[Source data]
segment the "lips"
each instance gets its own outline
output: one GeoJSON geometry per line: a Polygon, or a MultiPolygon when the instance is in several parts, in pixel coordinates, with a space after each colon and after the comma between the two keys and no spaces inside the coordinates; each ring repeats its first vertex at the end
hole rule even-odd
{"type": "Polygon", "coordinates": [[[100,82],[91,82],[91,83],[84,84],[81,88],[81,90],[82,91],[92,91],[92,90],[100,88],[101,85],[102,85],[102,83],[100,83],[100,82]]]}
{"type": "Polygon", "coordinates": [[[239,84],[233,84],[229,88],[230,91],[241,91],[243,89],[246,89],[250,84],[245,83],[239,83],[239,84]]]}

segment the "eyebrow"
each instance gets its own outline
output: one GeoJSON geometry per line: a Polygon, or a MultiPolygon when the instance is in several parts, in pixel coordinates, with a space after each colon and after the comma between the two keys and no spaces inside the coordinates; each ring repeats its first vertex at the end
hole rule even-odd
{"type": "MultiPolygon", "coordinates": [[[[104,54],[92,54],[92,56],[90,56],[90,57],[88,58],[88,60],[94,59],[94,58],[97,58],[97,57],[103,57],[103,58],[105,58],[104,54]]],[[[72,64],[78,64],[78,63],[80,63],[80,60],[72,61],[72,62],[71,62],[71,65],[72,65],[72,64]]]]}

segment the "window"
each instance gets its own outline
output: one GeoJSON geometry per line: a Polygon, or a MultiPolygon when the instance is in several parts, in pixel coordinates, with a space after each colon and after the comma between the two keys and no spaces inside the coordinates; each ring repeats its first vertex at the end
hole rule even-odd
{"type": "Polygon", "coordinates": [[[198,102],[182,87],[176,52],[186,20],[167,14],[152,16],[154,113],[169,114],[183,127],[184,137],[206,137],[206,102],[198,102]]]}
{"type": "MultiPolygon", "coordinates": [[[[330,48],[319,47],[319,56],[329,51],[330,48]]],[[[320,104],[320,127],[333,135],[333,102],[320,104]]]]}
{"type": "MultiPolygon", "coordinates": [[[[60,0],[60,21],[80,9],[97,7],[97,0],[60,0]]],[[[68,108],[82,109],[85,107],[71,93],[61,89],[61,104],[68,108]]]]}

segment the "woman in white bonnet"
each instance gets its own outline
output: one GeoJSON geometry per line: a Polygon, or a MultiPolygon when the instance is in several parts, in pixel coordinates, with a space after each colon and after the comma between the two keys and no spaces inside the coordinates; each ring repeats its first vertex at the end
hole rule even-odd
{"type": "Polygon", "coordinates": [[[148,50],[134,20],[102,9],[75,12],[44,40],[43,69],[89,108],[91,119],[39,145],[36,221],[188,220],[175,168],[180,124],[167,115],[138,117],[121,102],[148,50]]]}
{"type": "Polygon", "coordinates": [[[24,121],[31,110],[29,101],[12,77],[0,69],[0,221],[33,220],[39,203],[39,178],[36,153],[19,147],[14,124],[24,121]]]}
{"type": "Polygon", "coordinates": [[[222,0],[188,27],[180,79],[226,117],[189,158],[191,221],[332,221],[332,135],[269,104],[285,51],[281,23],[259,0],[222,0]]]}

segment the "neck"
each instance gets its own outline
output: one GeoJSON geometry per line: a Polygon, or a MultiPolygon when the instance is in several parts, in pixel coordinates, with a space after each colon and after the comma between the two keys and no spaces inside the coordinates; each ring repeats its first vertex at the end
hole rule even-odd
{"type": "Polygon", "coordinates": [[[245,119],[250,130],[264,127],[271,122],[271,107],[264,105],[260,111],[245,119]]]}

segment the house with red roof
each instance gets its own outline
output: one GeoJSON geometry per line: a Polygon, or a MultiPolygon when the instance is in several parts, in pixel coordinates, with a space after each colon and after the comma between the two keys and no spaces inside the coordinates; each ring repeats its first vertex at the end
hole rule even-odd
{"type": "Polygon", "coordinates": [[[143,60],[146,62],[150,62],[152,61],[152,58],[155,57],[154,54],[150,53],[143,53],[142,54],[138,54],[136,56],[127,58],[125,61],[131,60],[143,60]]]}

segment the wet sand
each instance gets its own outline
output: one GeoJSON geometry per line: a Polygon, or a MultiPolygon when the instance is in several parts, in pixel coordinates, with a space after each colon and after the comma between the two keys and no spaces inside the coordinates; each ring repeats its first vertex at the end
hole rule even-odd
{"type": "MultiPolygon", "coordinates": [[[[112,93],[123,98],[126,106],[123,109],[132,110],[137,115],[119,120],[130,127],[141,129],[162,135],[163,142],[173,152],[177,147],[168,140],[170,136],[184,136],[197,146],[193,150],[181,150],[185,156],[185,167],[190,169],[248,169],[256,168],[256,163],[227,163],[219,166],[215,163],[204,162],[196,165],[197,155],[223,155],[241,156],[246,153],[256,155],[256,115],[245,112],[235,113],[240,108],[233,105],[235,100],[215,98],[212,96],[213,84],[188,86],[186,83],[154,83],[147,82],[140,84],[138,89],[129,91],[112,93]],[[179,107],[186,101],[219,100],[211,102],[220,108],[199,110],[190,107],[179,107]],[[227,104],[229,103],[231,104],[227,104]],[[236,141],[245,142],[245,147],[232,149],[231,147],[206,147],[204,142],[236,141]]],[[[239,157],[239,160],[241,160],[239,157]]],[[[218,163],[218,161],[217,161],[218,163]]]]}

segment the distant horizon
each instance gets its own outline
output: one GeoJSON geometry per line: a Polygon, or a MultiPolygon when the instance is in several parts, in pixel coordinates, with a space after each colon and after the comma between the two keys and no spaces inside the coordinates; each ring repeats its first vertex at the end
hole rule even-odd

[The request]: Rewrite all of the records, replacing "even-odd" with "nonzero" and leaving everything else unchanged.

[Written response]:
segment the "lips"
each instance gets its own outline
output: one GeoJSON geometry per line: a Polygon, or a MultiPolygon when the instance is in several parts, in pixel coordinates, with a space after each colon and after the comma between the two keys and no spaces inside the coordinates; each ring repeats its first vertex at the end
hole rule nonzero
{"type": "Polygon", "coordinates": [[[100,82],[91,82],[91,83],[84,84],[81,88],[81,90],[82,91],[92,91],[92,90],[100,88],[101,85],[102,85],[102,83],[100,83],[100,82]]]}
{"type": "Polygon", "coordinates": [[[239,84],[233,84],[229,88],[230,91],[241,91],[243,89],[246,89],[250,84],[245,83],[239,83],[239,84]]]}

segment the "eyebrow"
each instance gets its own outline
output: one GeoJSON geometry per line: a Polygon, or a MultiPolygon when the instance is in several parts, in pixel coordinates, with a space after each colon and after the comma between the two keys and no spaces inside the coordinates; each ring repeats its first vertex at the end
hole rule nonzero
{"type": "MultiPolygon", "coordinates": [[[[104,54],[92,54],[92,56],[90,56],[90,57],[88,58],[88,60],[94,59],[94,58],[97,58],[97,57],[103,57],[103,58],[105,58],[104,54]]],[[[72,64],[78,64],[78,63],[80,63],[80,60],[72,61],[72,62],[71,62],[71,65],[72,65],[72,64]]]]}

segment the "window"
each instance gets its own outline
output: one GeoJSON geometry per line: a Polygon, or a MultiPolygon when the instance is in several parts, in pixel coordinates, with a space after each colon and after the comma between the two keys and no spaces inside the coordinates; each ring repeats its first vertex at the end
hole rule nonzero
{"type": "Polygon", "coordinates": [[[198,102],[182,87],[176,52],[186,20],[167,14],[152,16],[154,113],[169,114],[183,127],[184,137],[206,137],[206,102],[198,102]]]}
{"type": "MultiPolygon", "coordinates": [[[[330,48],[319,47],[319,56],[329,51],[330,48]]],[[[320,104],[320,127],[333,135],[333,102],[320,104]]]]}
{"type": "MultiPolygon", "coordinates": [[[[60,0],[60,21],[80,9],[97,7],[97,0],[60,0]]],[[[68,108],[82,109],[85,107],[71,93],[61,89],[61,104],[68,108]]]]}

segment the "woman in white bonnet"
each instance gets its own outline
output: one GeoJSON geometry per line: a Polygon, or a MultiPolygon when the instance is in several parts, in pixel coordinates, with a space after each colon and after the comma between the two keys and no spaces inside the coordinates; each ring repeats its first vertex at the end
hole rule nonzero
{"type": "Polygon", "coordinates": [[[148,50],[134,20],[102,9],[75,12],[44,40],[43,69],[89,108],[91,119],[39,145],[36,221],[188,220],[175,168],[180,124],[167,115],[138,117],[121,102],[148,50]]]}
{"type": "Polygon", "coordinates": [[[24,121],[31,110],[29,101],[12,77],[0,69],[0,221],[33,220],[39,203],[39,178],[36,153],[19,147],[14,124],[24,121]]]}
{"type": "Polygon", "coordinates": [[[222,0],[188,27],[180,79],[226,117],[189,158],[191,221],[332,221],[332,135],[269,104],[285,51],[281,23],[259,0],[222,0]]]}

segment the "neck"
each instance gets its own outline
output: one GeoJSON geometry per line: a Polygon, or a MultiPolygon when the instance is in several parts, in pixel coordinates, with a space after each colon and after the comma between the two keys and no spaces inside the coordinates; each ring repeats its first vertex at the end
hole rule nonzero
{"type": "Polygon", "coordinates": [[[245,119],[250,130],[264,127],[271,122],[271,107],[264,105],[260,111],[245,119]]]}

segment the house with red roof
each instance gets its own outline
output: one GeoJSON geometry per line: a Polygon, or a MultiPolygon when the instance is in several parts, in pixel coordinates, with a space after each colon and after the comma between the two keys and no spaces inside the coordinates; each ring repeats its first vertex at the end
hole rule nonzero
{"type": "Polygon", "coordinates": [[[143,60],[146,62],[150,62],[152,61],[152,58],[155,57],[154,54],[150,53],[143,53],[142,54],[138,54],[136,56],[127,58],[125,61],[131,60],[143,60]]]}

segment the wet sand
each instance gets its own outline
output: one GeoJSON geometry per line: a Polygon, or a MultiPolygon when the instance is in several parts, in pixel coordinates, with a space after each colon and after the comma between the two keys and no spaces inside the coordinates; each ring repeats its first vertex at the end
hole rule nonzero
{"type": "MultiPolygon", "coordinates": [[[[112,93],[123,98],[126,106],[123,109],[132,110],[137,115],[119,120],[130,127],[141,129],[162,135],[163,142],[173,152],[177,147],[168,140],[170,136],[184,136],[197,146],[193,150],[181,150],[185,156],[185,167],[190,169],[248,169],[256,168],[256,163],[227,163],[219,166],[215,163],[204,162],[196,165],[197,155],[223,155],[241,156],[246,153],[256,155],[256,115],[245,112],[235,113],[240,108],[233,105],[235,100],[215,98],[212,96],[213,84],[188,86],[186,83],[154,83],[147,82],[140,84],[138,89],[129,91],[112,93]],[[179,107],[186,101],[219,100],[211,102],[220,108],[199,110],[190,107],[179,107]],[[227,104],[229,103],[231,104],[227,104]],[[236,141],[245,142],[245,147],[232,149],[231,147],[206,147],[204,142],[236,141]]],[[[239,157],[239,160],[241,160],[239,157]]],[[[218,163],[218,161],[217,161],[218,163]]]]}

segment the distant horizon
each instance gets its own outline
output: one GeoJSON geometry per line: a Polygon, or a MultiPolygon when the instance is in several parts, in pixel coordinates, with a space after each colon and after the comma between the two keys and no spaces inside the coordinates; each ring repeats its first vertex at the end
hole rule nonzero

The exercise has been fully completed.